Hükümetin yargı reformunun yanı sıra yurttaş hakları açısından ilerlemeler içeren anayasa değişikliğini tartışanlar ikiye ayrıldı: "Ne olursa olsun ileri bir adım diyenler" ve "öyle ama bize daha fazlası, yeni bir anayasa lazım" diyenler.
Herkes fikrini belli etmeye başladı. Yasemin Çongar bugünkü yazısında ikinci gruptakileri her şeyi isteyerek hiçbir şeyin değişmemesini savundukları için eleştiriyor. Çongar'ın eleştirisinin hedeflerinden biri, Nimet Tanrıkulu'ysa "bu paketle de bizim açımızdan ciddi bir değişiklik olmayacağını biliyoruz" diyerek itirazını gerekçelendiriyor.
Bu aslında sol ve liberaller arasında zaman zaman şiddetlenerek uzun zamandır devam eden bir daha genel bir tartışmanın devamı: AKP demokrasiye gitmek için bir imkan sunuyor mu, sunmuyor mu?
Sorunun cevabı önemli, çünkü sekiz yıldır iktidarda olan partinin ideolojisi, herhangi bir anayasa değişikliğinin lafzından daha önemli. İlki, her zaman ikinciyi belirliyor.
İlk dönem ve AB
Güncel olan anayasa değişikliği olduğu için, AKP'nin bakışını bugüne kadar yaptığı ya da yapmaya giriştiği anayasa değişiklileri üzerinden görmek, soruyu aydınlatmaya yardımcı olabilir.
AKP'nin 2002-2007 arasındaki ilk dönemi, esas olarak Avrupa Birliği'ne (AB) uyumu içeren bir dizi düzenlemeyle açıldı. 2001'in ardından 2002 ve 2004'te de anayasada çok sayıda değişiklik yapıldı.
Anayasa hukukçusu Prof. Dr. İbrahim Kaboğlu bu dönemi şöyle özetliyor:
"AKP, 22. dönemde 7 Anayasa değişikliği yaptı. Nicelik olarak, 20 yılda yapılanların yarısı. Fakat nitelik olarak, 2004 değişikliği dışında hiçbirinin hedefi, insan haklarını pekiştirme, demokrasinin önündeki engelleri kaldırma veya hukuk devletini temellendirme değil. Hatta bazıları, 82'yi bile aratır oldu."
O dönem ordunun şeffaflaşması, Devlet Güvenlik Mahkemeleri'nin kaldırılması gibi düzenlemelere itiraz eden AKP'li milletvekillerine Dışişleri'nden birifing talebi geldiği haberlerde yer alıyordu.
İkinci dönem ve engelli koşu
AB'ye uyum heyecanının dinmesinden sonra, hükümetin anayasayla ilgisi basitleşti. İlk dönem boyunca askerin yanı sıra yargı tarafından da kısıtlandığını hisseden AKP daha araçsal bir yaklaşımı benimsedi. Özetleyelim:
* 2007, cumhurbaşkanlığı seçimi sorunuyla başladı. AKP Abdullah Gül'ü aday gösterdi. Meclisteki ilk turun gecesi 27 Nisan e-muhtırası geldi. 5 Mayıs'ta başbakan Dolmabahçe'de Genelkurmay Başkanı'yla görüştü. Gül, ikinci turda seçildi. Bu dirence AKP'nin cevabı anayasa değişikliği oldu. Cumhurbaşkanının halkoylamasıyla seçilmesi önerisi, siyasi bir tartışmanın, felsefi bir bakışın, yurttaşlar arasında bir uzlaşmanın değil pragmatik bir tepkinin sonucuydu.

■ ■ ■ ■ ■

Görev: AKP'nin anayasa değişikliklerini ele alan yukarıdaki yazıyı, son cümlesinden sonrasını yazarak sürdürünüz.

Sağlanan Liste:
■ ■ ■ ■ ■

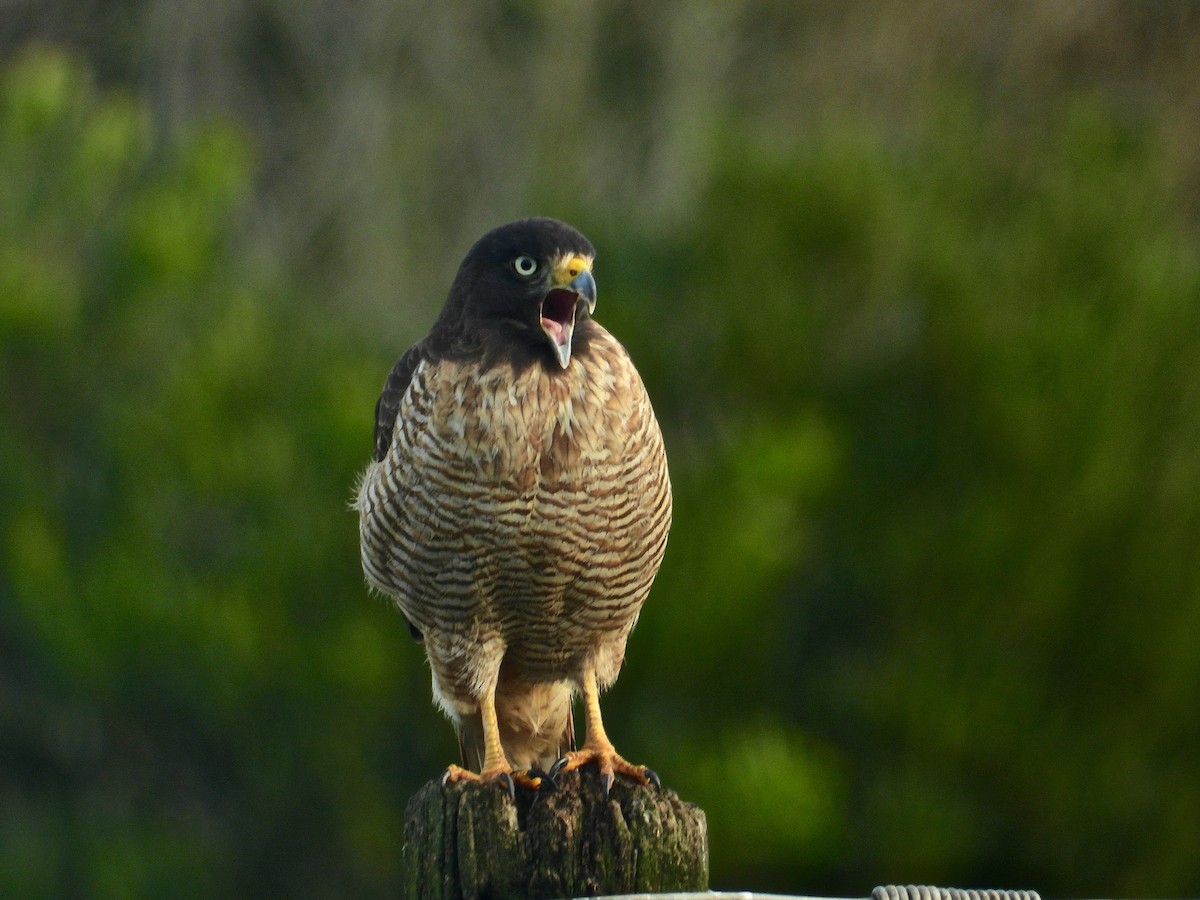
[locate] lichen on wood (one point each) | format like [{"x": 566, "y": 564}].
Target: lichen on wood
[{"x": 471, "y": 840}]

■ ■ ■ ■ ■

Alıştırma Sonucu:
* Temmuz 2007'deki seçimlere cumhuriyet mitingleri, cumhurbaşkanlığı seçimi tartışmalarıyla gidildi. AKP "yeni anayasa" vaat ediyordu. Seçimden güçlenerek çıktı. Erdoğan bu konuda aceleci davranmayacaklarını, en geniş mutabakatı arayacaklarını, zaten 13 kez değiştirilen 1982 anayasasıyla daha fazla devam edilemeyeceğini söyledi. Altı akademisyenin hazırladığı taslak Eylül 2007'de ortaya çıktı. Tartışılan taslak ve diğer öneriler "mutabakat olmadığı" için kadük kaldı.
* 2008 başında Erdoğan'ın bir konuşmasının ardından üniversitelerde başörtüsü yasağının kaldırılması için anayasa değişikliği hazırlandı. AKP-MHP teklifine DTP de destek verdi ve değişiklik Meclis'te kabul edildi. CHP'nin başvurusuyla Anayasa Mahkemesi düzenlemeyi geçersiz kıldı.
* Nisan 2008'de AKP hakkında açılan kapatma davasını boşa çıkartmak için parti kapatmayı zorlaştıran bir anayasa değişikliği hazırlığı olduğunu açıkladı.
Mutabakat bahanesi
AKP'nin pragmatik girişimlerine karşı muhalefet hep savunmada kaldı ve konuyu toplumsallaştırmak, katılımcı bir süreçle yeni bir yurttaş mutabakatını ortaya çıkmasını zorlamak için uğraşmadı. Aksine yüksek yargıyı araçsallaştırmak için elinden geleni yaptı. Meşhur 367'yle ve başörtüsü kararında esasa girerek Anayasa Mahkemesi kendine yasamanın üzerinde bir rol biçti. Sonuçta AKP'nin ilerlemesi için yargı reformu kaçınılmaz hale geldi.
Eylül 2009'da İçişleri bakanı Beşir Atalay "Bu programların başında anayasanın değiştirileceğini biz yazdık. Türkiye'nin sivil bir anayasaya olan ihtiyacı devam ediyor. Anayasayı değiştirme niyetimiz değişmedi. Ancak bugünkü siyasi ortamda mutabakat yok. Tahminim 2011 seçim süreci ve sonrasında anayasa değişikliği ihtiyacı Türkiye'nin gündemine oturacaktır" dedi.
Bugün değişiklik paketini savunanlar ruhunu sorgulamaksızın hükümetin teklifinin "teknik olarak" ileri bir adım olacağını söylüyor. Yeni bir anayasa talebine karşı da Atalay'ın dillendirdiği gerekçeyi veri olarak kabul ediyor.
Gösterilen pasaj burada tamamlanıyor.